◆ Task objective
Once the line with "Annotate each boulder" is found in the material, write out that line and every later line exactly, through the end.

[Opening Data for this task section]

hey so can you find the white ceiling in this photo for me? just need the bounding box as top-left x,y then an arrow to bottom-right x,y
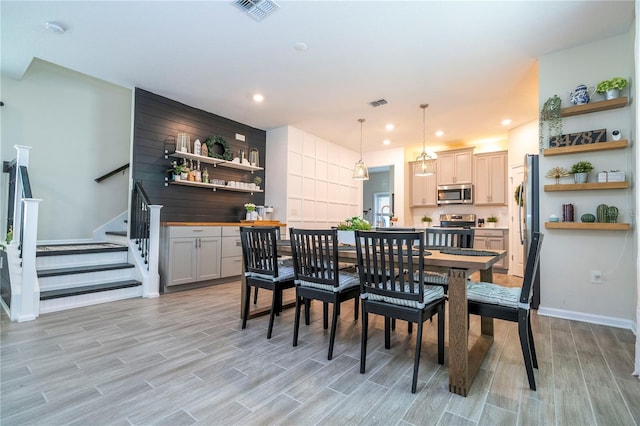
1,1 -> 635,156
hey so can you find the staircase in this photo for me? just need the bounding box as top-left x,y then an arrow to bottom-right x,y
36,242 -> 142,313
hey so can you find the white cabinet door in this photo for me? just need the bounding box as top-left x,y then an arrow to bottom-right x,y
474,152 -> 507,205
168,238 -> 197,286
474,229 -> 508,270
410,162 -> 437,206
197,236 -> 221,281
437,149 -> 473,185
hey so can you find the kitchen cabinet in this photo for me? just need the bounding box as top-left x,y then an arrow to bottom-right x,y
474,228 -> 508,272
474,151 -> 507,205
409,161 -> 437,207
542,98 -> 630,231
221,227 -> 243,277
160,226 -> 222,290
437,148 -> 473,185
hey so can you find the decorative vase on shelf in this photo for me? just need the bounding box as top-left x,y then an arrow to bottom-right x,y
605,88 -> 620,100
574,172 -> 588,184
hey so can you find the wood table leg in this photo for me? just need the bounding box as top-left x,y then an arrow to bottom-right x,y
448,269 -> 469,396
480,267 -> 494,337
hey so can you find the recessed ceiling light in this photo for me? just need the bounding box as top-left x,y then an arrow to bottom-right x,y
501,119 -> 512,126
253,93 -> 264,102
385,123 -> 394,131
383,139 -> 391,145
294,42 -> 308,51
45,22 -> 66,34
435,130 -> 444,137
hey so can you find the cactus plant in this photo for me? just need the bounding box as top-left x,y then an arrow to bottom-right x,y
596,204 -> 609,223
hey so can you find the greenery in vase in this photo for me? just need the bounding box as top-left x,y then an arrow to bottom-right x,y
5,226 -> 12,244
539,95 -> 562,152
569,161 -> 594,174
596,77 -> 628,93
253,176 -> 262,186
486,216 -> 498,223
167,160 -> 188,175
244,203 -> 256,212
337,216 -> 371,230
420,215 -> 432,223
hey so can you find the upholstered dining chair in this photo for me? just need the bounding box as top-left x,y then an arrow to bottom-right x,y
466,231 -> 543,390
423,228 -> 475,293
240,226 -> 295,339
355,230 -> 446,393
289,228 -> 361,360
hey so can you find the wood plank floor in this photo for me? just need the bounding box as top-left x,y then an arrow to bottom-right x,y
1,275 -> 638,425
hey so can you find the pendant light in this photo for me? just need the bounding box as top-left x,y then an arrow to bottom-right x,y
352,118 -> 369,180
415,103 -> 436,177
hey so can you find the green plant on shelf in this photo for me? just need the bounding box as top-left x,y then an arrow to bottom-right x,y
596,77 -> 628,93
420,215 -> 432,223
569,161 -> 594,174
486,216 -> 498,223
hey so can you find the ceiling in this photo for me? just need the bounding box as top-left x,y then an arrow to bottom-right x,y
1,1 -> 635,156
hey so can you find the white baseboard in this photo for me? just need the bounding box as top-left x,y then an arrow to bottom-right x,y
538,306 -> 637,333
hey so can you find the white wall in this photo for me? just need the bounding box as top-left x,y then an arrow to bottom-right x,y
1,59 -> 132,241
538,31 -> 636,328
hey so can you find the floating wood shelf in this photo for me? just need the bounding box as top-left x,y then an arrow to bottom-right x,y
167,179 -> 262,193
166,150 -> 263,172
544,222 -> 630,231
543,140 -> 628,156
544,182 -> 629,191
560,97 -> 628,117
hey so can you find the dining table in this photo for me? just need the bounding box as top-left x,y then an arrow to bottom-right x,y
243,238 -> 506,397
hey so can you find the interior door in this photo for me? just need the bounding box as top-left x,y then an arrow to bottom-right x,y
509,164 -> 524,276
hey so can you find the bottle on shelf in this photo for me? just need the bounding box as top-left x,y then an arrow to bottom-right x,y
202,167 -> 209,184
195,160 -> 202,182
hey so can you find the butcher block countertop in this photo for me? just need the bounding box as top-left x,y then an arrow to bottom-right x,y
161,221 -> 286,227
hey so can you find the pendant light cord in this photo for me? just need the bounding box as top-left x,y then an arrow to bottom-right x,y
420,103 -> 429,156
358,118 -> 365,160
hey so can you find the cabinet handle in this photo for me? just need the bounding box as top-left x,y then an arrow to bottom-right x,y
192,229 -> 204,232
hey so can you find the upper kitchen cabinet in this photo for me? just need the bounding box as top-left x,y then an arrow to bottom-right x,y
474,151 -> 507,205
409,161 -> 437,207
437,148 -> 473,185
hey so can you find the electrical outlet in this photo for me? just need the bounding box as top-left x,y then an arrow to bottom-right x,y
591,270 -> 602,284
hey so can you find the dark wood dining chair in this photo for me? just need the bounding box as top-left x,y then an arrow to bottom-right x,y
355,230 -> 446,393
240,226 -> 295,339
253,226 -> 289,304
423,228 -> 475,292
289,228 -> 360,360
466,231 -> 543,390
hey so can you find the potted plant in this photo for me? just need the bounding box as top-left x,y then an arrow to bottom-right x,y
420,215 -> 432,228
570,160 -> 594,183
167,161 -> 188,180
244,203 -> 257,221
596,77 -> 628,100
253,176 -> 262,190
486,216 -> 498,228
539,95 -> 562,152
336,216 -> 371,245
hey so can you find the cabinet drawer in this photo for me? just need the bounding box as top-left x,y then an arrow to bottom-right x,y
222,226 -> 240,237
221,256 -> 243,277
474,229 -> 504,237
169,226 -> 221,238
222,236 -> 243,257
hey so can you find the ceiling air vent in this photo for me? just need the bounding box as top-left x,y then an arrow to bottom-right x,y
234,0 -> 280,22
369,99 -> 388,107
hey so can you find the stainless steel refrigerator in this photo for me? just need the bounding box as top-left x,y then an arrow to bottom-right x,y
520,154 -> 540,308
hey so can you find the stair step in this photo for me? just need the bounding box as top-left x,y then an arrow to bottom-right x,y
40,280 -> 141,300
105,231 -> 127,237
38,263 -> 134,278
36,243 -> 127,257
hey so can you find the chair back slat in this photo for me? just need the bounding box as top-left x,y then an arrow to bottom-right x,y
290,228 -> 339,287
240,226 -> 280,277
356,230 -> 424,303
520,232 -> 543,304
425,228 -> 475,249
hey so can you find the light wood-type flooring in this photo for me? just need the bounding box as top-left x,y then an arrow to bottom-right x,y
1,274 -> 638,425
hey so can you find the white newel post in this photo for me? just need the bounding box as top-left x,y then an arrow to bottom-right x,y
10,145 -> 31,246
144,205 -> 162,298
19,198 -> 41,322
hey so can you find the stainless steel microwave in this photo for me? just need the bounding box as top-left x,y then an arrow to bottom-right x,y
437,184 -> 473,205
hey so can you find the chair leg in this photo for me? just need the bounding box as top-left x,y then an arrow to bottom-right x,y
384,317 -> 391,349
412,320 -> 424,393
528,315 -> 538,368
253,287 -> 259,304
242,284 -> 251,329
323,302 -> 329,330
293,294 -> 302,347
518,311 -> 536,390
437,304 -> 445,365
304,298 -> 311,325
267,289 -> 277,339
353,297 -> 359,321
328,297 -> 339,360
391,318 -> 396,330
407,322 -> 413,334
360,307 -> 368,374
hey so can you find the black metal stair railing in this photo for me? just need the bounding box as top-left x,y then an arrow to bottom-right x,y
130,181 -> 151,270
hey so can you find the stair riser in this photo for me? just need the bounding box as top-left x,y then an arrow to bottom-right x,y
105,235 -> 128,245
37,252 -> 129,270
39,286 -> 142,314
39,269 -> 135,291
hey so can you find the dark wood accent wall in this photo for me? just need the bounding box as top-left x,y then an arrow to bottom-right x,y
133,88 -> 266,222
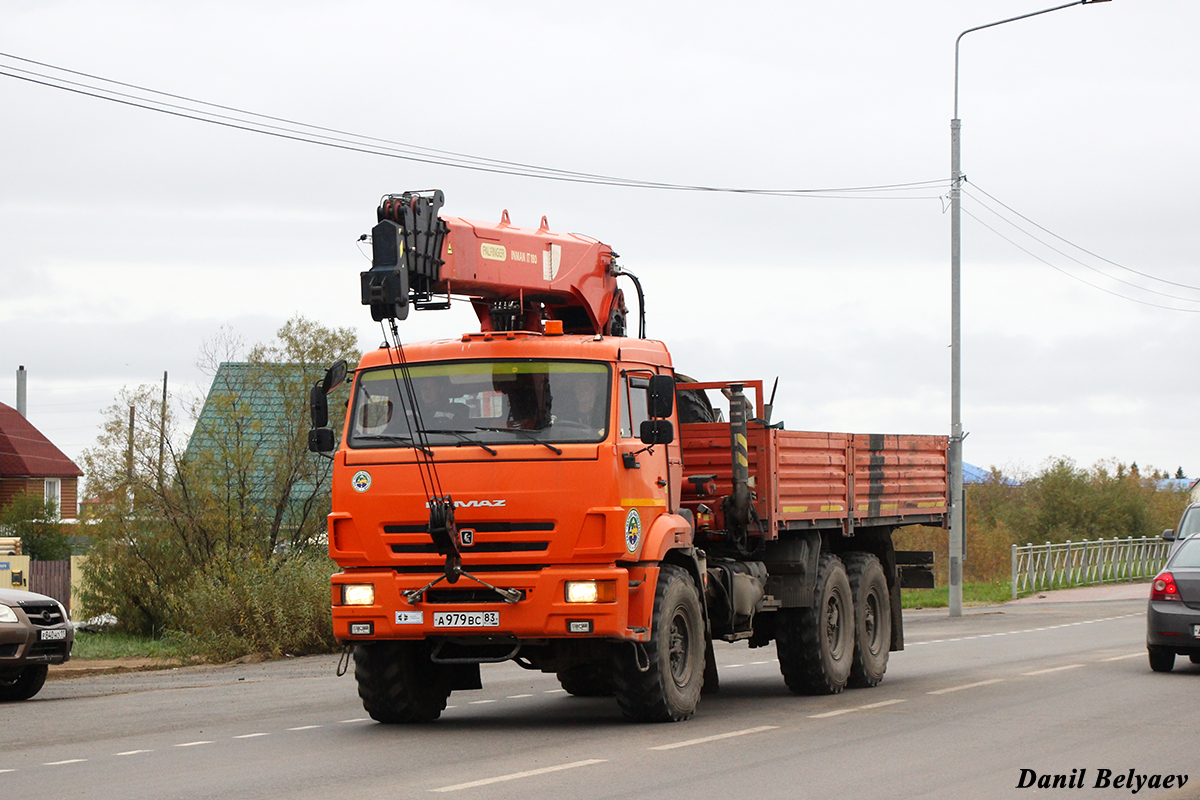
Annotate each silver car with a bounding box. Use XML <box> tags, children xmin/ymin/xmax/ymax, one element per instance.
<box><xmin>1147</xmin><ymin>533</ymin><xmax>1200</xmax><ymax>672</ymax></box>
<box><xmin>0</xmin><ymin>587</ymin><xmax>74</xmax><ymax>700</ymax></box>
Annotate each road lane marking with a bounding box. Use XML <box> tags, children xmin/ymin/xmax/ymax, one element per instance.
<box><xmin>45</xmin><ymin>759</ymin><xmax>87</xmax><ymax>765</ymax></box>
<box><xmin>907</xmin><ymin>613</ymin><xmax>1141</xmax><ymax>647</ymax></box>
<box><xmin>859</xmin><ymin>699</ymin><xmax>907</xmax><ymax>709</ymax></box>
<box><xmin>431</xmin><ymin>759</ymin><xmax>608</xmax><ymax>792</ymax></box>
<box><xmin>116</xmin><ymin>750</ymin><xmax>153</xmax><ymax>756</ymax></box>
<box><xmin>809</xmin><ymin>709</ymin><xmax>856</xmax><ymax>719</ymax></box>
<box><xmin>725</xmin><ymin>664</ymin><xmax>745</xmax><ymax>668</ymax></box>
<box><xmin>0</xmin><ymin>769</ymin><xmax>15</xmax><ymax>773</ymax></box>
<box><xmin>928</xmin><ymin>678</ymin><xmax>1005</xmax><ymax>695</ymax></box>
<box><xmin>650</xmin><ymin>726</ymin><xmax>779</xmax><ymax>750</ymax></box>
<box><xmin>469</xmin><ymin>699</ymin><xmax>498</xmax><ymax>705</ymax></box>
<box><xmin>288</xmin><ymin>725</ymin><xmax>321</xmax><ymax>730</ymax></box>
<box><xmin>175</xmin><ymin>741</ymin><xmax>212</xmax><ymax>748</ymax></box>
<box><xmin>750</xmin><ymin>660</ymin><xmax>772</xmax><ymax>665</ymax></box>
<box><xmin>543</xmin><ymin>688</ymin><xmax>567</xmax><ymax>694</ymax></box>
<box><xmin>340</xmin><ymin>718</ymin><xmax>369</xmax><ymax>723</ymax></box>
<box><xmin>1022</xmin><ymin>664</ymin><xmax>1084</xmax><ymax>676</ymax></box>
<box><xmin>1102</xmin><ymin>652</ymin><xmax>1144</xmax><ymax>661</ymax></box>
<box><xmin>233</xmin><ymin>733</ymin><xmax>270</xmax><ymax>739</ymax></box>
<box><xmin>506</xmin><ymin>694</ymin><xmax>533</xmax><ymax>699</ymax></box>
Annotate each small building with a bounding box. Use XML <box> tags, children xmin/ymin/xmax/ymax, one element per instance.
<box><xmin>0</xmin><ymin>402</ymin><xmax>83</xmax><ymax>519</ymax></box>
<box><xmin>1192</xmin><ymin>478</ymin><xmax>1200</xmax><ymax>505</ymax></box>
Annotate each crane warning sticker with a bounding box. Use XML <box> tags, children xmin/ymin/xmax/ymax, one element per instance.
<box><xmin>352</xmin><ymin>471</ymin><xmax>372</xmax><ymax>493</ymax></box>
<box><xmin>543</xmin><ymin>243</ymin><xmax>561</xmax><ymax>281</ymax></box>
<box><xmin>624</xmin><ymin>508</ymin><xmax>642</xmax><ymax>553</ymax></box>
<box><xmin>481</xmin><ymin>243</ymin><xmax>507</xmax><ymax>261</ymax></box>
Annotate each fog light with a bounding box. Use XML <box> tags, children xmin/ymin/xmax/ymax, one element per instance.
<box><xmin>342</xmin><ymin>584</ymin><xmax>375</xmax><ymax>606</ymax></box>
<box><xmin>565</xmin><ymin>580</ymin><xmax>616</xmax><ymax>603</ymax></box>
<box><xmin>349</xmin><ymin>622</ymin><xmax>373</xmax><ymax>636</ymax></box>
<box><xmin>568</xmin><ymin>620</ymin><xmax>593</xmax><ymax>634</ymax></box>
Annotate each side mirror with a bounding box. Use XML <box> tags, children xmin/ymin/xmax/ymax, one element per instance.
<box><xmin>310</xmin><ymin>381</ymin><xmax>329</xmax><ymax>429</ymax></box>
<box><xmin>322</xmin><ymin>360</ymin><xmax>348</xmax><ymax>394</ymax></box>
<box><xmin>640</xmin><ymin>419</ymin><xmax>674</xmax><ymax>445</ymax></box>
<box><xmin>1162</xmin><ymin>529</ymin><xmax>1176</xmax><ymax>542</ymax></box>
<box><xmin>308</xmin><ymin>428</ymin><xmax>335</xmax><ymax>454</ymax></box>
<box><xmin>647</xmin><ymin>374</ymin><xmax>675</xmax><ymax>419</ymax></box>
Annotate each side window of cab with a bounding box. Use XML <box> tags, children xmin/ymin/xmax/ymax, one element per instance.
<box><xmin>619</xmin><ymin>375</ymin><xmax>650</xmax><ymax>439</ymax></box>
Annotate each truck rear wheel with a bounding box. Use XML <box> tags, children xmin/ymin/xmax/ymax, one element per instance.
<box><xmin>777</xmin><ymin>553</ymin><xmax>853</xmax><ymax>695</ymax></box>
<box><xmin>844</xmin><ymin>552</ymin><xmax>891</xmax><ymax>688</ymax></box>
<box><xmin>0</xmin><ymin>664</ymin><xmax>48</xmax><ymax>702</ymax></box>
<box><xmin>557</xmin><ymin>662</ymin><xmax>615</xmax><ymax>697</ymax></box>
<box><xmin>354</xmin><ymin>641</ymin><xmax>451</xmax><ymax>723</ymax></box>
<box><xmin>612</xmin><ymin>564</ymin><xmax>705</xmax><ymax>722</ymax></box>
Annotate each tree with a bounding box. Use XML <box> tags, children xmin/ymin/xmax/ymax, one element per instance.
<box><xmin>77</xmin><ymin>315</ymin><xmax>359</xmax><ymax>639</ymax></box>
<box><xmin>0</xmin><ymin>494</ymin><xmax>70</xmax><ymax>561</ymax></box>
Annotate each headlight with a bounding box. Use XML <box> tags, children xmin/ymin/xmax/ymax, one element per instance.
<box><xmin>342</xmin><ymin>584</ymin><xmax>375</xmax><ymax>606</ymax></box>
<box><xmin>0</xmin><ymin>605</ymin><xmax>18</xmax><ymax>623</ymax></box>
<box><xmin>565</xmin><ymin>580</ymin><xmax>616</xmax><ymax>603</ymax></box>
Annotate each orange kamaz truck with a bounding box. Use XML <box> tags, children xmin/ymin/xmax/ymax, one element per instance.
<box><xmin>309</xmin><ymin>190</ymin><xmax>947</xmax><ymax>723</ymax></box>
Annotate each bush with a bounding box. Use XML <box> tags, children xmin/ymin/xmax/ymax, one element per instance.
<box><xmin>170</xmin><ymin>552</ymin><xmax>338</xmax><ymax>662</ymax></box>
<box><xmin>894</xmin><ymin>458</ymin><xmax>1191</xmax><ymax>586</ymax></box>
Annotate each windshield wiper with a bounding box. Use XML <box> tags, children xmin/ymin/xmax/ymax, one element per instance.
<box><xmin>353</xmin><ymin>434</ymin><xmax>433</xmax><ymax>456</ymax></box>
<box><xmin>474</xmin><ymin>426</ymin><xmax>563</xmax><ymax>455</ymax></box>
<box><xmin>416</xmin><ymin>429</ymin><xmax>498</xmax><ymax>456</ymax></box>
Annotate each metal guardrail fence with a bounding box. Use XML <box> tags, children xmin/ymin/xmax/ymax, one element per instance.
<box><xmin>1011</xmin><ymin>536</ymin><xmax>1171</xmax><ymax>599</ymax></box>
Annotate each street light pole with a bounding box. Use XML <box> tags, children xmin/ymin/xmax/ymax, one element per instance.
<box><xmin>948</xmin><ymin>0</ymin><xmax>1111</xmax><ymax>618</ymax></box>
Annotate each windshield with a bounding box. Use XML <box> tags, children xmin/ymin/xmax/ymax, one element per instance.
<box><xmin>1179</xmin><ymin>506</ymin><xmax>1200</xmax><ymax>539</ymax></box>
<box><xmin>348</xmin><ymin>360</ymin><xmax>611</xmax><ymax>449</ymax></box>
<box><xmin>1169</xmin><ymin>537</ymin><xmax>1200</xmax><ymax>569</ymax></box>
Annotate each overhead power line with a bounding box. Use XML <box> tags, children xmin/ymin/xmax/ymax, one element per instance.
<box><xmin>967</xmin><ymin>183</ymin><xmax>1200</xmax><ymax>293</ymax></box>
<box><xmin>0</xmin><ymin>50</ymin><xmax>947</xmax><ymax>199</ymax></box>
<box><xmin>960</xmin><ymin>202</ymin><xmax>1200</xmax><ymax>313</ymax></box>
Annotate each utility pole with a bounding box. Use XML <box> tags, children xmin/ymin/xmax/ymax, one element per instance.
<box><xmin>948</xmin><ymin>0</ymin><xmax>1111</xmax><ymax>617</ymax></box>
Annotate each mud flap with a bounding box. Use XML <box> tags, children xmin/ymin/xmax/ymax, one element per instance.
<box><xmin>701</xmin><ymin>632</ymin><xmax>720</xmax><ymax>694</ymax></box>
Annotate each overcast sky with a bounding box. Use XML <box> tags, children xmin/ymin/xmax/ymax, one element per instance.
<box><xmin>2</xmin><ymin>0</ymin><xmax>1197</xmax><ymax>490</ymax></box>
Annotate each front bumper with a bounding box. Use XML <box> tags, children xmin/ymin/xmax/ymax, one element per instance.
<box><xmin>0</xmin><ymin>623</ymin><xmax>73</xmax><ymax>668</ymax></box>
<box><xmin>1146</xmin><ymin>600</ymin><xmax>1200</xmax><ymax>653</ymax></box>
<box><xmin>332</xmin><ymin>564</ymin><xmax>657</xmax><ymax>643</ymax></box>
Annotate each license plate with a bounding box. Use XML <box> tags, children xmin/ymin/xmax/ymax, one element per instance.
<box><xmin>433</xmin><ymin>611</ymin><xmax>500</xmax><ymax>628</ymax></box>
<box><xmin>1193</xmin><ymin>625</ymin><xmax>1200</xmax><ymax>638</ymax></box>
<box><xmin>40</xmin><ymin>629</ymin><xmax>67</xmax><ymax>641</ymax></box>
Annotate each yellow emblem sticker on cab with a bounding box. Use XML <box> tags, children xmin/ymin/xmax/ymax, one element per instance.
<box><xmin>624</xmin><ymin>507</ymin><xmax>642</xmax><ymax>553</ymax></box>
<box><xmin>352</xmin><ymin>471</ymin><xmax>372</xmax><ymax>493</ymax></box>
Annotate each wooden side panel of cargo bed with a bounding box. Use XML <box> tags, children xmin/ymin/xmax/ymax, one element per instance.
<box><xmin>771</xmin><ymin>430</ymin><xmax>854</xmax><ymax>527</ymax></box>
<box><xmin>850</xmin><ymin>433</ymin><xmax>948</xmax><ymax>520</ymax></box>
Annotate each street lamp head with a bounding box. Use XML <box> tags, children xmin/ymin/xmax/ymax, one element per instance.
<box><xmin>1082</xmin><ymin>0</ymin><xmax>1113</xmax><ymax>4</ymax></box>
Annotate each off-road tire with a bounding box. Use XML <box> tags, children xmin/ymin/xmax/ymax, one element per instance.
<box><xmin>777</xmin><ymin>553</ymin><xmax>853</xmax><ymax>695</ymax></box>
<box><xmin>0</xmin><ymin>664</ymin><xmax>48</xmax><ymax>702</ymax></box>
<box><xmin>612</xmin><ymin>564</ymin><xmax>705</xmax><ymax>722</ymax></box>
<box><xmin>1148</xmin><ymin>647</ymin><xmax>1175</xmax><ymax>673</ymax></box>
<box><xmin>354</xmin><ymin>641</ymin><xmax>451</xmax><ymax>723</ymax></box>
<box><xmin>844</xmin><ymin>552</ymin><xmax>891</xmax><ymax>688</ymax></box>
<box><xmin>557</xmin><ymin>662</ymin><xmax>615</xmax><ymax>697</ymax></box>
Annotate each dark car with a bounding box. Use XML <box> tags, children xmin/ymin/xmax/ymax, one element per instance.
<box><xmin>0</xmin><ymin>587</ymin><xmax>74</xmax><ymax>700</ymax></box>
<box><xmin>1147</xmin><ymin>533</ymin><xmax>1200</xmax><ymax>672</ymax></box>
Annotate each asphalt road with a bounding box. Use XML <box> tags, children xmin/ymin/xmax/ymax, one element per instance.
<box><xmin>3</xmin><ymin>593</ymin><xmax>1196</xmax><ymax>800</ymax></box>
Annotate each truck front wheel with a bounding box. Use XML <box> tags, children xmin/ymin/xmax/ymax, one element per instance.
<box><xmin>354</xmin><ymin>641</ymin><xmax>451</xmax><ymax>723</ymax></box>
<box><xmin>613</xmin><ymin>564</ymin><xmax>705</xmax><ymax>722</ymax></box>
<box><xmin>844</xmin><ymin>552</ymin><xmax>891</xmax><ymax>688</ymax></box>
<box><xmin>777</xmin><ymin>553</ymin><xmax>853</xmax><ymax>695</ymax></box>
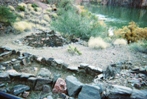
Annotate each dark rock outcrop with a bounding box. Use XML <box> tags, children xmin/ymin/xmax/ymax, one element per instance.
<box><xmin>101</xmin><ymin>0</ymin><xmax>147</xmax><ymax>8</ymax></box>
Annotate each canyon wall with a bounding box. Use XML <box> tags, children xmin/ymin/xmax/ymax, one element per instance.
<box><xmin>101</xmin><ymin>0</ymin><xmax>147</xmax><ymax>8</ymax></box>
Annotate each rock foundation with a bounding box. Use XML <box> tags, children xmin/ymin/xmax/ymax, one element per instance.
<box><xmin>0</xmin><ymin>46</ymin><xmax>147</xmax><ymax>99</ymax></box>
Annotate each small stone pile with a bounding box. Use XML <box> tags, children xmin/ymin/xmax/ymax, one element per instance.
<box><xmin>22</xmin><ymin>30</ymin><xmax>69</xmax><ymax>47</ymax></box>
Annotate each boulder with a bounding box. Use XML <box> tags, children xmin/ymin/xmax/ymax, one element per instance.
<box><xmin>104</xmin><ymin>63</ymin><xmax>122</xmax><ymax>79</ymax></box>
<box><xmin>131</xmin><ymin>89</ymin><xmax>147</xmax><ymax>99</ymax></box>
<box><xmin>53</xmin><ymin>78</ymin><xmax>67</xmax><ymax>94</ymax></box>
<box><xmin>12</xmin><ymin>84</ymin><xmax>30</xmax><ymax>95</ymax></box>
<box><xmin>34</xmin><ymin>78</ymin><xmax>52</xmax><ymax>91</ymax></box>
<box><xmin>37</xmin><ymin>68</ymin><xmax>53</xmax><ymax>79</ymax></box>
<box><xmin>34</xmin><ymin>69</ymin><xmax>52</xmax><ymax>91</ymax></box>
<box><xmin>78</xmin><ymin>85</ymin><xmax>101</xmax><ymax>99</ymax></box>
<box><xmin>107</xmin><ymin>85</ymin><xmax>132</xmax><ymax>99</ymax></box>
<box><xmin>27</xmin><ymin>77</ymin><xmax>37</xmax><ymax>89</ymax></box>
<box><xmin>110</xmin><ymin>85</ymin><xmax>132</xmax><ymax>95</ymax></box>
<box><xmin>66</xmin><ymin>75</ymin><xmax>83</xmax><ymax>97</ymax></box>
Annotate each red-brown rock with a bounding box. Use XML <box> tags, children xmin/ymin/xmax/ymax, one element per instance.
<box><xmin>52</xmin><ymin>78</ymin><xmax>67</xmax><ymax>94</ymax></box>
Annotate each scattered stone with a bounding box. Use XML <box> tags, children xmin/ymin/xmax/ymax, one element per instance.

[Closing Data for this task section]

◆ Task output
Annotate each boulder with a bounding box. Use XML <box> tags, children xmin/ymin/xmax/ymax, one element per instance.
<box><xmin>104</xmin><ymin>63</ymin><xmax>122</xmax><ymax>79</ymax></box>
<box><xmin>131</xmin><ymin>89</ymin><xmax>147</xmax><ymax>99</ymax></box>
<box><xmin>53</xmin><ymin>78</ymin><xmax>67</xmax><ymax>94</ymax></box>
<box><xmin>12</xmin><ymin>84</ymin><xmax>30</xmax><ymax>95</ymax></box>
<box><xmin>34</xmin><ymin>78</ymin><xmax>52</xmax><ymax>91</ymax></box>
<box><xmin>37</xmin><ymin>68</ymin><xmax>53</xmax><ymax>79</ymax></box>
<box><xmin>34</xmin><ymin>69</ymin><xmax>52</xmax><ymax>91</ymax></box>
<box><xmin>78</xmin><ymin>85</ymin><xmax>101</xmax><ymax>99</ymax></box>
<box><xmin>107</xmin><ymin>85</ymin><xmax>132</xmax><ymax>99</ymax></box>
<box><xmin>27</xmin><ymin>77</ymin><xmax>37</xmax><ymax>89</ymax></box>
<box><xmin>110</xmin><ymin>85</ymin><xmax>132</xmax><ymax>95</ymax></box>
<box><xmin>66</xmin><ymin>75</ymin><xmax>83</xmax><ymax>97</ymax></box>
Annotate each red-brown rock with a bounding box. Use XML <box> tags, children xmin/ymin/xmax/ymax, one element per instance.
<box><xmin>52</xmin><ymin>78</ymin><xmax>67</xmax><ymax>94</ymax></box>
Annotate each scattered stone with a bounding box. Use XML <box> tags, children xmin/ymin/xmax/ymax, one element per instance.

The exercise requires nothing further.